**Provided text:**

This explanation uses two `while` loops. The biggest thing to remember about `while` loops is that they run until they are no longer `true`.

The outer loop states that while `i * i` isn't greater than `n` (because the largest prime factor will never be larger than the square root of `n`), add `1` to `i` after the inner loop runs.

The inner loop states that while `i` divides evenly into `n`, replace `n` with `n` divided by `i`. This loop runs continuously until it is no longer true. For `n=20` and `i=2`, `n` is replaced by `10`, then again by `5`. Because `2` doesn't evenly divide into `5`, the loop stops with `n=5` and the outer loop finishes, producing `i+1=3`.

Finally, because `3` squared is greater than `5`, the outer loop is no longer `true` and prints the result of `n`.

Thanks for posting this. I looked at the code forever before realizing how exactly it worked. Hopefully, this is what you're looking for in a response. If not, let me know and I can explain further.

**Data excerpt:**
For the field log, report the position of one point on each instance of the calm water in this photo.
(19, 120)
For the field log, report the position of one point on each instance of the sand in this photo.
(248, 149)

**Exercise:**
Transcribe the passage of the loop explanation between "The inner loop states" and "can explain further.", inclusive. The material has no role in this exercise.

**Answer to the exercise:**
The inner loop states that while `i` divides evenly into `n`, replace `n` with `n` divided by `i`. This loop runs continuously until it is no longer true. For `n=20` and `i=2`, `n` is replaced by `10`, then again by `5`. Because `2` doesn't evenly divide into `5`, the loop stops with `n=5` and the outer loop finishes, producing `i+1=3`.

Finally, because `3` squared is greater than `5`, the outer loop is no longer `true` and prints the result of `n`.

Thanks for posting this. I looked at the code forever before realizing how exactly it worked. Hopefully, this is what you're looking for in a response. If not, let me know and I can explain further.